* Excerpt to read:
Begin

I have received many letters from you in the past year
which contain numerous allegations of improper conduct by many persons,
yet I have not seen any description of what your personal interest is in
the matter of silver prices. That would be a letter I'd be interested in
reading. Please be specific and truthful. Of course, it would be your
right to decline to answer, but if that is your decision, please remove me
from your mailing list of future letters of complaint.
Best regards,
Neal Wolkoff
* * * * *
Dear Mr. Wolkoff,
The answer to all your questions is yes, I have a
financial interest in COMEX silver. But only in a totalitarian regime,
does someone asking legitimate questions of an institution face personal
intimidation, rather than legitimate answers. What difference does my
personal interest matter in determining the legitimacy of my allegations?
I have done more to promote silver, and COMEX warehouse receipts, as a
long-term investment, than anyone else in the world. As a result of my
writings, many thousands of individual investors have purchased silver,
including COMEX warehouse receipts. As a result, I am very concerned about
the continued manipulation in silver prices by the big COMEX insiders.
These legitimate investors, and our vital producers of silver have lost
hundreds of millions of dollars as a result of the continued manipulation
on your Exchange.
You can end this confrontation simply and quickly, not
by trying to intimidate me, but by opening up your books, as President
Bush has declared. Why are you defending the rich and powerful, and not
the ordinary investor and regular members of your Exchange? Tell the
public why you don't have legitimate speculative positions limits in
silver. Tell the public just who are the 4 or less, and 8 or less largest
traders. Show the public just how much real silver or bona fide 12 month
hedging agreements backed the 4 or less largest traders' 260 million ounce
net short position, and why they should be considered hedgers, and not
speculators.. Explain to the public how the big speculators (the technical
funds and dealers pretending to be hedgers), trading hundreds of millions
of ounces of silver, that they don't have and can't get, are not
controlling prices, instead of just discovering prices.
In case you hadn't noticed, we are in a new age of
institutional transparency and disclosure, with recently legislated
toughened criminal penalties for corporate fraud. I am sure Congress does
not intend to exempt commodity price manipulation and it would not
surprise me if Congress holds hearings on this silver matter.
Sincerely,
Ted Butler
* * * * *
I think you should forward the information of your
financial interest to the CFTC. It is always a risk giving any one market
participant inside information about other market participants, because
that information might be used for an improper advantage. I will leave
that judgement to the CFTC. Right now, we comply with the rules as they
are, and have a public interest duty to assure that the markets are not
manipulated. The CFTC oversees our fulfillment of that duty. If we have
not fulfilled our responsibility, the CFTC can and will sanction us.
Finally, I believe that you
should have disclosed your financial interest long ago. It seems clear
that you will benefit personally from any action taken to raise silver
prices as a result of your complaints. You should have disclosed that
interest, in my view, and by failing to do so you have lost your
credibility as a complainant.

End

* Direction 1: Find every line in the entries below that contains the word "Target", and copy each of those lines.

* Supplied information:
Begin

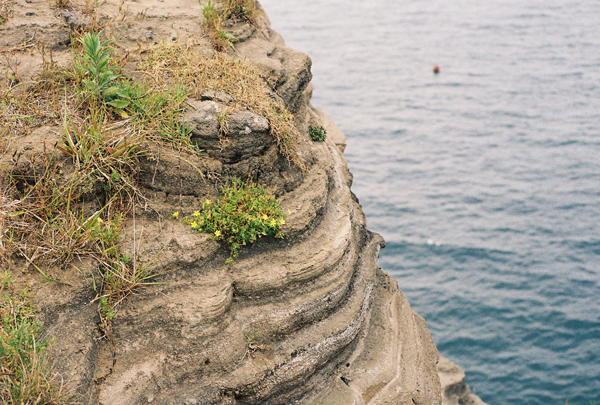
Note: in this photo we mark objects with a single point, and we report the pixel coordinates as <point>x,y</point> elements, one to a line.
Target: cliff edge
<point>307,319</point>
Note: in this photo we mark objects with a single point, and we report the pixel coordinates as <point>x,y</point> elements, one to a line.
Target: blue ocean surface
<point>484,179</point>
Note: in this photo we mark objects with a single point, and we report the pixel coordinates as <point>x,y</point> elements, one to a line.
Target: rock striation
<point>310,319</point>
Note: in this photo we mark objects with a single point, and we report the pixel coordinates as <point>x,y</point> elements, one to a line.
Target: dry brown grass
<point>217,14</point>
<point>5,10</point>
<point>26,377</point>
<point>184,64</point>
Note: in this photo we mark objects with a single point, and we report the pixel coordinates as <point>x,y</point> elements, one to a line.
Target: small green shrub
<point>317,133</point>
<point>104,82</point>
<point>245,212</point>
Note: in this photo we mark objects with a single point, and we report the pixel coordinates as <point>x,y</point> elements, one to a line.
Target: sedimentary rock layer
<point>308,319</point>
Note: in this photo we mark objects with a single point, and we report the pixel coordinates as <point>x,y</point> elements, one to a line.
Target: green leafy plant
<point>244,213</point>
<point>103,82</point>
<point>317,133</point>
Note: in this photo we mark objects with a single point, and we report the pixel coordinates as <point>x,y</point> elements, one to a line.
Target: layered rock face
<point>309,319</point>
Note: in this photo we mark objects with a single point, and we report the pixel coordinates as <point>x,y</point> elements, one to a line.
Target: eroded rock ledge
<point>310,319</point>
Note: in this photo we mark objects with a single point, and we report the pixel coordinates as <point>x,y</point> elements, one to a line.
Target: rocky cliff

End

* Direction 2: Update the letters about silver prices from "I have done" to "big COMEX insiders." by replacing "warehouse receipts" with "futures contracts", and write out that stretch in full.

* Exercise solution 1:
Target: cliff edge
Target: blue ocean surface
Target: rock striation
Target: dry brown grass
Target: small green shrub
Target: sedimentary rock layer
Target: green leafy plant
Target: layered rock face
Target: eroded rock ledge
Target: rocky cliff

* Exercise solution 2:
I have done more to promote silver, and COMEX futures contracts, as a
long-term investment, than anyone else in the world. As a result of my
writings, many thousands of individual investors have purchased silver,
including COMEX futures contracts. As a result, I am very concerned about
the continued manipulation in silver prices by the big COMEX insiders.